PASSAGE:
....
Wikinvest Wire

It's getting much worse, much faster here in California

Thursday, March 20, 2008

If I had it to do over again today, this blog might be called "Boom to Bust" as that phrase certainly describes what's happening out here in the Golden State of California.

[Don't worry, having had one very bad experience with an attempted name change last summer, that's not going to happen. Besides, that moniker has been ably taken by Boom2Bust anyway.]

The media is now full of stories about the rapidly deteriorating situation here in the West. About 30 teachers are set to receive pink slips near here and reports came last week that 20,000 teacher layoffs are expected statewide.

All of this stems from the housing boom that has now gone decidedly bust.

You may have heard about that.

Yesterday, a report in the Modesto Bee (a town now in fierce competition with nearby Stockton for the title, "Foreclosure Capital of the World") had some comments by local realtors about the situation improving ... kind of.

Northern San Joaquin Valley home sale prices plunged again in February, dropping to levels not seen since early 2004.

But for the first time in many months, Modesto real estate brokers are practically giddy with enthusiasm over jumps in pending sales and prospective buyers.
"We're selling homes priced below $200,000 on a daily basis now," Melo said. "First-time buyers and investors are entering the market, and they're getting steal-of-a-deals."

Melo said 70 percent of pending sales are for bank-owned houses that had been foreclosed on. He said banks are willing to slash prices dramatically just to get those houses off their books.
It's important to note that an improving situation for realtors - selling more properties now that banks are slashing prices on their growing inventory of foreclosures - is very different from an improving situation for the rest of the state.

If you haven't yet heard about the dire predicament Governor Arnold Schwarzenegger now faces, maybe this report at Bloomberg today will help:
Sacramento may eliminate up to 600 jobs in the city's first staff reductions in half a century, and the police and fire departments in the California capital may have their budgets cut by 20 percent. The culprit is the collapse of the U.S. housing market.

California, the birthplace of the subprime mortgage industry, is paying the highest price of any state as the housing meltdown persists. Its gross domestic product will drop 1.5 percent in the first half of 2008, the most in the U.S., analysts at Lexington, Massachusetts-based Global Insight Inc. estimate.

The state had the most foreclosure filings in the U.S. last year and the biggest fourth-quarter decline in prices, according to RealtyTrac Inc., an Irvine, California-based seller of data on defaults, and the Office of Federal Housing Enterprise Oversight in Washington.

"The depth and magnitude of what's happening in the real estate market is really, really grim," said Russell Fehr, Sacramento's finance director, in an interview.

California, the most populous U.S. state and accounting for almost one-seventh of gross domestic product, will lose $25 billion in personal income by the end of 2008 and property values will fall by $630.7 billion, according to forecasts from economist Jerry Nickelsburg at the University of California, Los Angeles, and the U.S. Conference of Mayors.
....
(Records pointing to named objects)
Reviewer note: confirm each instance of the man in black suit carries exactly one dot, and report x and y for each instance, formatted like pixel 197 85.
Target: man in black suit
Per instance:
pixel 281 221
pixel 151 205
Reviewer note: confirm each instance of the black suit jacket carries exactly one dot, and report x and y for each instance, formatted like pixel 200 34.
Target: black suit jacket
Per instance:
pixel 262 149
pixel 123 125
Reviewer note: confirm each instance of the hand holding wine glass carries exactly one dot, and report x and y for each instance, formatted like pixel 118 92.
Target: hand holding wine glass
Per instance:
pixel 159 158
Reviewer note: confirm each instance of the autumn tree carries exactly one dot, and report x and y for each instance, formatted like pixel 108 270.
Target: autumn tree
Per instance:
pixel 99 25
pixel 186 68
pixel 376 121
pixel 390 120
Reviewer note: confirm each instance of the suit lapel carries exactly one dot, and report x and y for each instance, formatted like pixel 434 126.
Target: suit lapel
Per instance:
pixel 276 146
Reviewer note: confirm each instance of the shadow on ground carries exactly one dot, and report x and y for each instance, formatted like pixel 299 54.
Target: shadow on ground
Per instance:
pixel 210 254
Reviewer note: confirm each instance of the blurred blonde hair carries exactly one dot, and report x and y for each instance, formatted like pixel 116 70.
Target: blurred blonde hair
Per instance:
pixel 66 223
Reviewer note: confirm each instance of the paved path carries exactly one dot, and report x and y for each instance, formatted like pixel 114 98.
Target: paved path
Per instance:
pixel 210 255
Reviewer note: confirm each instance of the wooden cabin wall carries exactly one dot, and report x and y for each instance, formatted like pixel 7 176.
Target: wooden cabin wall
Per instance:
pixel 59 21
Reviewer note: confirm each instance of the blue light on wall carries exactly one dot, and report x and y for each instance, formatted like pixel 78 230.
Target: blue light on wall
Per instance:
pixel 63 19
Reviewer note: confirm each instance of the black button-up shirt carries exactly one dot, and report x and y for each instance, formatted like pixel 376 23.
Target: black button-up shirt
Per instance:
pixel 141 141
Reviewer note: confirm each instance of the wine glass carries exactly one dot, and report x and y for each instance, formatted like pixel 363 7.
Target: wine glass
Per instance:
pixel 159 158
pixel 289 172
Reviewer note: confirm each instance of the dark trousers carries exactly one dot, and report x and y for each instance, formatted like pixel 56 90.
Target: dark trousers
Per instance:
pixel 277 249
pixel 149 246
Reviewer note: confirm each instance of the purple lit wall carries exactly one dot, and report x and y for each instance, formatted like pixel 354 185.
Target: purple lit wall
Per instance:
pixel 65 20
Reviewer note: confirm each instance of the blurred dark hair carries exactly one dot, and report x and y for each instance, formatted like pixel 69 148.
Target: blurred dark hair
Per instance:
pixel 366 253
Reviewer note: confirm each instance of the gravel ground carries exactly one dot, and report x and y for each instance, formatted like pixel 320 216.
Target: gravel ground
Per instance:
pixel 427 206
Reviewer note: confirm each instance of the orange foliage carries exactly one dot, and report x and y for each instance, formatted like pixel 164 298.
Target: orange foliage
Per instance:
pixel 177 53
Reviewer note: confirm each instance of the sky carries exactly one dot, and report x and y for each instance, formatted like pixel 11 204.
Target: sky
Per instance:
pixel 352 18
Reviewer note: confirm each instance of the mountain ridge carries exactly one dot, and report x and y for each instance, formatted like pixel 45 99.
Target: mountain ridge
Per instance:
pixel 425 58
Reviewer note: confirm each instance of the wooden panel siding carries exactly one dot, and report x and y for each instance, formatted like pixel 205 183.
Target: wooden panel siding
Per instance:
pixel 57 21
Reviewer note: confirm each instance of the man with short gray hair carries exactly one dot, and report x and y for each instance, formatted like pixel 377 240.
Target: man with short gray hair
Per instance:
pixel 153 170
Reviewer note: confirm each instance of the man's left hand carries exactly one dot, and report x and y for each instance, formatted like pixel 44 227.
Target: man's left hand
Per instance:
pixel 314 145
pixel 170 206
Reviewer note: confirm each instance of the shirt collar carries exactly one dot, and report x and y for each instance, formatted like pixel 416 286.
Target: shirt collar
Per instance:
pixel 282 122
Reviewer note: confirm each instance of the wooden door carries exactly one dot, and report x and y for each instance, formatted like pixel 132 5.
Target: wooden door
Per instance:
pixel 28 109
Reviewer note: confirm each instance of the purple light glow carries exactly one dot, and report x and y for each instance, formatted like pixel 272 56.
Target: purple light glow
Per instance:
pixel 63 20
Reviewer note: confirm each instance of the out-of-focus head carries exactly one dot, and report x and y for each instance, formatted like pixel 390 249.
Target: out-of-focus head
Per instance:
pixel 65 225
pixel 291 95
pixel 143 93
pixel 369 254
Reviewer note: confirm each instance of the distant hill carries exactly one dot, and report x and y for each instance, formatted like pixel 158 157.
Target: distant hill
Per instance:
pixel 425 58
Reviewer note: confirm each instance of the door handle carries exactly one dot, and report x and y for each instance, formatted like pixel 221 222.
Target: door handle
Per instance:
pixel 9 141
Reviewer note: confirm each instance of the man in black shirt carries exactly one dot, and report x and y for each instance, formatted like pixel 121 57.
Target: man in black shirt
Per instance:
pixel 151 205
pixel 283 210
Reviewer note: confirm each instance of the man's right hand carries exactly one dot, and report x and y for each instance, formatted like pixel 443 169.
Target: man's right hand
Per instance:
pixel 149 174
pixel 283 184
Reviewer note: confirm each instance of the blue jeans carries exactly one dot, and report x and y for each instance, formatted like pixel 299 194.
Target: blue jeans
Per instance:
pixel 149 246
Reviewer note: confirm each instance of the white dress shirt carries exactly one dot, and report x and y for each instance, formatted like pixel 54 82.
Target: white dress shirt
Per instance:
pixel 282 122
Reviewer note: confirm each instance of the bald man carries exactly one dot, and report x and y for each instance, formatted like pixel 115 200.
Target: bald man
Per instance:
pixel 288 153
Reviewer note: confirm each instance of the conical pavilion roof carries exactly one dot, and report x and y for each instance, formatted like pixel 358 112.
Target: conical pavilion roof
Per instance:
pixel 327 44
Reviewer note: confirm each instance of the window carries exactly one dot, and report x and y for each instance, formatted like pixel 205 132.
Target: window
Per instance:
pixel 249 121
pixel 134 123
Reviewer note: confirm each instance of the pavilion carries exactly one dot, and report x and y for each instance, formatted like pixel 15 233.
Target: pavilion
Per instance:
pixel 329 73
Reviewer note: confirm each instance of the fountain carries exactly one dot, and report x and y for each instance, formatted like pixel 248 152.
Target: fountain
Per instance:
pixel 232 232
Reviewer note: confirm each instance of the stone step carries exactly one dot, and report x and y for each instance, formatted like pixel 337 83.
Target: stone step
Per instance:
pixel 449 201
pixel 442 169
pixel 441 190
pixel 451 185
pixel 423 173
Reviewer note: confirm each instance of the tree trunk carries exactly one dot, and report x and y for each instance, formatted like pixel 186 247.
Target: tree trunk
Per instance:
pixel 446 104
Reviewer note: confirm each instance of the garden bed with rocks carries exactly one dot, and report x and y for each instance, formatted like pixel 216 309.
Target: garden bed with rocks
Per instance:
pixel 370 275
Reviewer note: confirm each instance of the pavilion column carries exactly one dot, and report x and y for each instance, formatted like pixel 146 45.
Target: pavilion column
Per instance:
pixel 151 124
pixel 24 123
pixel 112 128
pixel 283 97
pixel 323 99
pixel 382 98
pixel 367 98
....
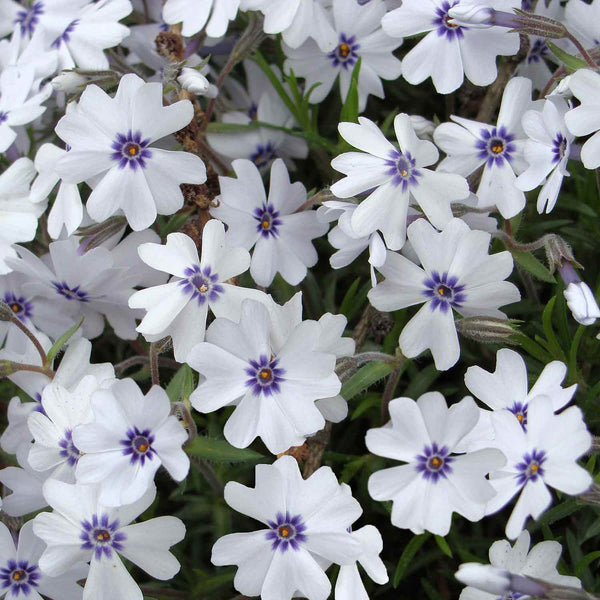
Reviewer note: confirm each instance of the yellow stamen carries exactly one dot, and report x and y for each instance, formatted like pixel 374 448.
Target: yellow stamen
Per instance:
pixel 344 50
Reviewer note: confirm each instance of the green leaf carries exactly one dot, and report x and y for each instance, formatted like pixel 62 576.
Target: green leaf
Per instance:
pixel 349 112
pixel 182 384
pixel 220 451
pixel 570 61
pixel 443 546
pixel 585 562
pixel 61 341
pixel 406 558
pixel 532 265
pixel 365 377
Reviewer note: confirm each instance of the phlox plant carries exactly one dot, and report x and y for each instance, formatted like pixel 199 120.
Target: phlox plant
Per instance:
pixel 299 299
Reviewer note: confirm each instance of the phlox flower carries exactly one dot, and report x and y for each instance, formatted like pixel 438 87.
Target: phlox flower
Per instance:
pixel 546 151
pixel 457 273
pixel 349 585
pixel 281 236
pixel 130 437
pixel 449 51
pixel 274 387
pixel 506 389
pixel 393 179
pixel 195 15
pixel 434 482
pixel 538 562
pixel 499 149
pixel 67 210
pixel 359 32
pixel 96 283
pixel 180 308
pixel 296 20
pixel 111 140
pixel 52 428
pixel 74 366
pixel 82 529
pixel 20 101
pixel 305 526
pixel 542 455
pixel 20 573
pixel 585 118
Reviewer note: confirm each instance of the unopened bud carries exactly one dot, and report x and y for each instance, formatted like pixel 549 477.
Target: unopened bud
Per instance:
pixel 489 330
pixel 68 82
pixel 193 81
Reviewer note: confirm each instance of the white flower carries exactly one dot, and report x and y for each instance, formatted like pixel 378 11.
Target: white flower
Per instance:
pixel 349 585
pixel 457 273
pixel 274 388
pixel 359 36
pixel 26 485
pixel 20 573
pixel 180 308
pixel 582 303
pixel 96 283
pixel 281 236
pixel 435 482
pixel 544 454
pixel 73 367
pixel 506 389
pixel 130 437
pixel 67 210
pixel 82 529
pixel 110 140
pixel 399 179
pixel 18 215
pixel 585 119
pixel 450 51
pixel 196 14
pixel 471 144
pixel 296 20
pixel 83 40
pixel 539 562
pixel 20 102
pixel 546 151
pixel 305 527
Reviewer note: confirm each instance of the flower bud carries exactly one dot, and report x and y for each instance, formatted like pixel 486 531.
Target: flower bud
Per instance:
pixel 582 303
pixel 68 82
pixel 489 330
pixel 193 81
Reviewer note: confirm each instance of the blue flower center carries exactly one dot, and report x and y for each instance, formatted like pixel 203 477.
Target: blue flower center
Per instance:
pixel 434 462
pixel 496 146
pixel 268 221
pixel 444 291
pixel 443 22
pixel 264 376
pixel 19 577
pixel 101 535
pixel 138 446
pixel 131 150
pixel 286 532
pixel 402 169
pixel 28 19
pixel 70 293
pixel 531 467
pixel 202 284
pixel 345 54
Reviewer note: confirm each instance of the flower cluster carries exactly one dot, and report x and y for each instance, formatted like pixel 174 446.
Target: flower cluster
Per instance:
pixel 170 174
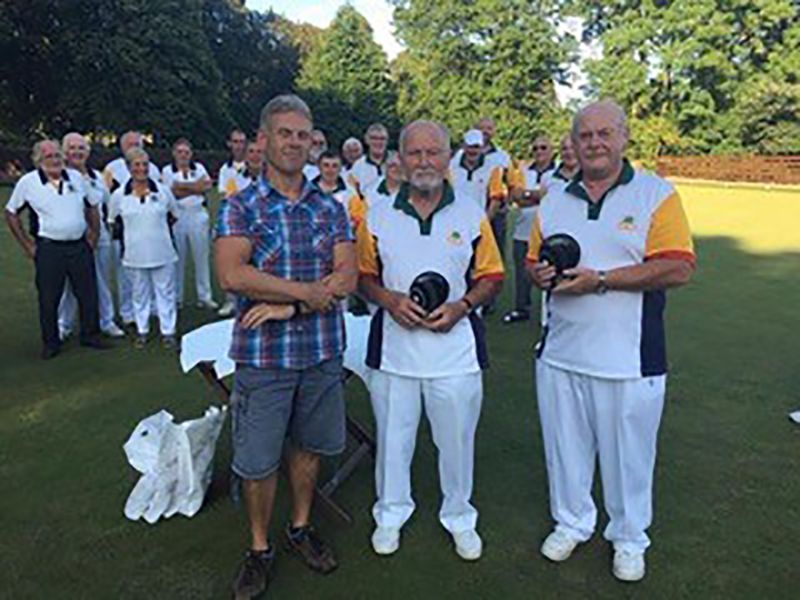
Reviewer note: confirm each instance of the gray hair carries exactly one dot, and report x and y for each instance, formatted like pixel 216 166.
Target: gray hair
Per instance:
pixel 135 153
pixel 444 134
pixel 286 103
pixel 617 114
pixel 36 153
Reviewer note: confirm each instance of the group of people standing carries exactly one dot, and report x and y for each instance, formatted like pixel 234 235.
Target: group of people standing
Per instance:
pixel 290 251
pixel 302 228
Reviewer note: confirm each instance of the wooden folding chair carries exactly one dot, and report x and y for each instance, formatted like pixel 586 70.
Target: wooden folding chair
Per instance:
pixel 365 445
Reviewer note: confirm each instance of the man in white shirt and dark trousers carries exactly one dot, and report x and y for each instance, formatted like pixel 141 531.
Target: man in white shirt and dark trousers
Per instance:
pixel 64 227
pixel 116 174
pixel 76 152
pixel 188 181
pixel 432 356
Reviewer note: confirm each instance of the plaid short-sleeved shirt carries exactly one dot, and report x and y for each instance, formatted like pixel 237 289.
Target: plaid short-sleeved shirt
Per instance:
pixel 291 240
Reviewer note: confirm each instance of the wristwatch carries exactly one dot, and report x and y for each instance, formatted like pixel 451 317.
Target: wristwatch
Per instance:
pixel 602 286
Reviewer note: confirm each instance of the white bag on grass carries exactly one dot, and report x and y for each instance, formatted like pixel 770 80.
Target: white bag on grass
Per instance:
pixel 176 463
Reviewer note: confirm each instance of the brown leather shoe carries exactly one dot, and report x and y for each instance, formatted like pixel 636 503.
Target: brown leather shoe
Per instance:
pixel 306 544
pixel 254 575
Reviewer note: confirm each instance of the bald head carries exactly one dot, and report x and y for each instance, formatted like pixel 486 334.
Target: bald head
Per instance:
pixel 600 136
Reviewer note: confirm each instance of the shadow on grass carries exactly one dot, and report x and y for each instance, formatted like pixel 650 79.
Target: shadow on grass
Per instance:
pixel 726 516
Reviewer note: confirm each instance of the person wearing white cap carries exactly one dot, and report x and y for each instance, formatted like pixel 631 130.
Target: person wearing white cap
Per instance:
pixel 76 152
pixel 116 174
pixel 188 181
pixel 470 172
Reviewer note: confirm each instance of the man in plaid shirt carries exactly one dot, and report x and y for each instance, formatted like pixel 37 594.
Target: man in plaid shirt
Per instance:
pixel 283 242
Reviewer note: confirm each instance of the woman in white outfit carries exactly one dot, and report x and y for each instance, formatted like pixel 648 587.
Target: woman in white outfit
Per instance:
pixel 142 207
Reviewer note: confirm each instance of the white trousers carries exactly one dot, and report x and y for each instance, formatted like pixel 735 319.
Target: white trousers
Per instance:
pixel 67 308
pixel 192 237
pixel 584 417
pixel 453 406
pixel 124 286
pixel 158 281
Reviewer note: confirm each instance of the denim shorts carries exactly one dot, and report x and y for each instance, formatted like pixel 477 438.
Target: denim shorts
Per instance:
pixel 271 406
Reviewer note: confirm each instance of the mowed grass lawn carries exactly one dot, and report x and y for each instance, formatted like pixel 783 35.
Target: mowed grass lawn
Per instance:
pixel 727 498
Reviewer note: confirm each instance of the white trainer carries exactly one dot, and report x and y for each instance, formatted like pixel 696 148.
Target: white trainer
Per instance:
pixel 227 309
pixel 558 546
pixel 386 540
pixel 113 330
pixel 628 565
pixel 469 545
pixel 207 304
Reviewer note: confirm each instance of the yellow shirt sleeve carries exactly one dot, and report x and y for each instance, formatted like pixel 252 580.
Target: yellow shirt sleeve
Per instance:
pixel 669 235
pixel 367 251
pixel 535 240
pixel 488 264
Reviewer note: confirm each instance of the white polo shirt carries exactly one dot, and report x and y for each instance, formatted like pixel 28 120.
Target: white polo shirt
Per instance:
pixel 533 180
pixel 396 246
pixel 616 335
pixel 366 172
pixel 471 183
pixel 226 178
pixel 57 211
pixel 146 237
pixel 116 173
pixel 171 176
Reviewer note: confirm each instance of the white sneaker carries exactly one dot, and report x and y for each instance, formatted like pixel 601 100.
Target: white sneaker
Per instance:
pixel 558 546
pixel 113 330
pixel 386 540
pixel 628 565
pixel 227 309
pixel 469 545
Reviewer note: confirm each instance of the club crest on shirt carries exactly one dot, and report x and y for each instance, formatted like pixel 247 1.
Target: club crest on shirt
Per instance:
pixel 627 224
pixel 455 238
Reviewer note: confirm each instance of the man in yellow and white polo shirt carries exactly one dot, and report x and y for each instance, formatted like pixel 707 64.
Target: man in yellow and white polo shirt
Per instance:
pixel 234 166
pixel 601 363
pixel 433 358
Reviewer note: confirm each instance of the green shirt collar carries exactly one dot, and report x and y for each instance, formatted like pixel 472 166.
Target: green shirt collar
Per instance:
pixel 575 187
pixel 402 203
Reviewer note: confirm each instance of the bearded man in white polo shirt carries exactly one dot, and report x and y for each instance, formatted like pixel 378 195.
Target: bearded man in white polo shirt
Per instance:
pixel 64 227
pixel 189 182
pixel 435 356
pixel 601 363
....
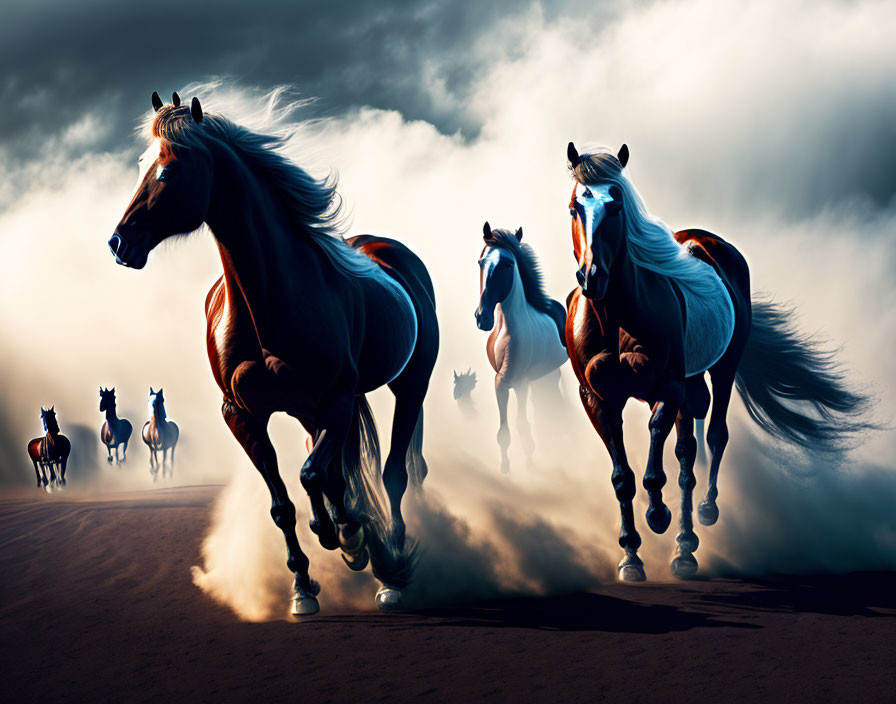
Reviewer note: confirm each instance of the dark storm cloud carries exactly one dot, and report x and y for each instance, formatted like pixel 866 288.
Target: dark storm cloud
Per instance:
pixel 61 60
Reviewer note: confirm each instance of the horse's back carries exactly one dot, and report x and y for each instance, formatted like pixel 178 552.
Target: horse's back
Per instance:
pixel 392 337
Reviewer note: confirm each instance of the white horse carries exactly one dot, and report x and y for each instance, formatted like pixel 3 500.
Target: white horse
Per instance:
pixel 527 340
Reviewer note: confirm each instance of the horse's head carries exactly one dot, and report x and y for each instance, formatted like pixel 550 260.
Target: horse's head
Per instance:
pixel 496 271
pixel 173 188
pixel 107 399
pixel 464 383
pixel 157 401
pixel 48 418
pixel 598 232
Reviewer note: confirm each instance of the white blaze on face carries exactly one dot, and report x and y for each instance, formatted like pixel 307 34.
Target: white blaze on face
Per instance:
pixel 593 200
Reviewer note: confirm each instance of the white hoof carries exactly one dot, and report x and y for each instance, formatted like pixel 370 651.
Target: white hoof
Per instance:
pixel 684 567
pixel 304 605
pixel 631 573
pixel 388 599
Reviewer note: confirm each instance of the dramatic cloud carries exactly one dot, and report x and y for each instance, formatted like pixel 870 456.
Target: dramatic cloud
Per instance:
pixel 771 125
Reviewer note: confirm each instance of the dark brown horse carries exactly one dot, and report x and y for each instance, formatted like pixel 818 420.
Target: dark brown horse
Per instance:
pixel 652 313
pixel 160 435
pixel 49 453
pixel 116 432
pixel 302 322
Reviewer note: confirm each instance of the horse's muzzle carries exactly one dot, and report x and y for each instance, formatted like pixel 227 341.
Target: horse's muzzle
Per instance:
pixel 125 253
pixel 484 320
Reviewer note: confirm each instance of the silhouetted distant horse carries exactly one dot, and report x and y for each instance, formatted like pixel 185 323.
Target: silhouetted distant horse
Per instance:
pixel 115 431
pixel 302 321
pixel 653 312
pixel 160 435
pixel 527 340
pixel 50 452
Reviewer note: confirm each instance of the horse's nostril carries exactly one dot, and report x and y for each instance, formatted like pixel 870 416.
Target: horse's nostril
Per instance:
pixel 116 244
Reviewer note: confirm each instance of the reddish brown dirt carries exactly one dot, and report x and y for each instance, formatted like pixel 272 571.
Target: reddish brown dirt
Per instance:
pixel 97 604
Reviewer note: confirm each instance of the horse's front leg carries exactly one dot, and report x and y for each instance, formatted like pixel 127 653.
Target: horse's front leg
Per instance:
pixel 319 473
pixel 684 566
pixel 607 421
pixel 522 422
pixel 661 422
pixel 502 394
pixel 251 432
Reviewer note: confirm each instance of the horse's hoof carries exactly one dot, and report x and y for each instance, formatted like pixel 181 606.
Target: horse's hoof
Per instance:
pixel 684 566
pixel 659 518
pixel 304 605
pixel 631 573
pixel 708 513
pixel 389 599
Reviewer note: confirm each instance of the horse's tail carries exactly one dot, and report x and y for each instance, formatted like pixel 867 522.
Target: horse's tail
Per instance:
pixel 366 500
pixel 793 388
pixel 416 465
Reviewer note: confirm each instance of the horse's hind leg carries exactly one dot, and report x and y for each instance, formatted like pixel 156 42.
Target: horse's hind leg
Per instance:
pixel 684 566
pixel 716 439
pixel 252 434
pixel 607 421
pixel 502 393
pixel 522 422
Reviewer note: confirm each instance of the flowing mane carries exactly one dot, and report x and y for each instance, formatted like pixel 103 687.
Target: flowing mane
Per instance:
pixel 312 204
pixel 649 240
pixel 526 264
....
REQUESTS:
[a] Reproduce the post on California's housing bust word for word, starting at "It's important to" and ending at "of the state.".
[b] In the post on California's housing bust, how many teacher layoffs were reported to be expected statewide?

TASK SOLUTIONS:
[a]
It's important to note that an improving situation for realtors - selling more properties now that banks are slashing prices on their growing inventory of foreclosures - is very different from an improving situation for the rest of the state.

[b] 20,000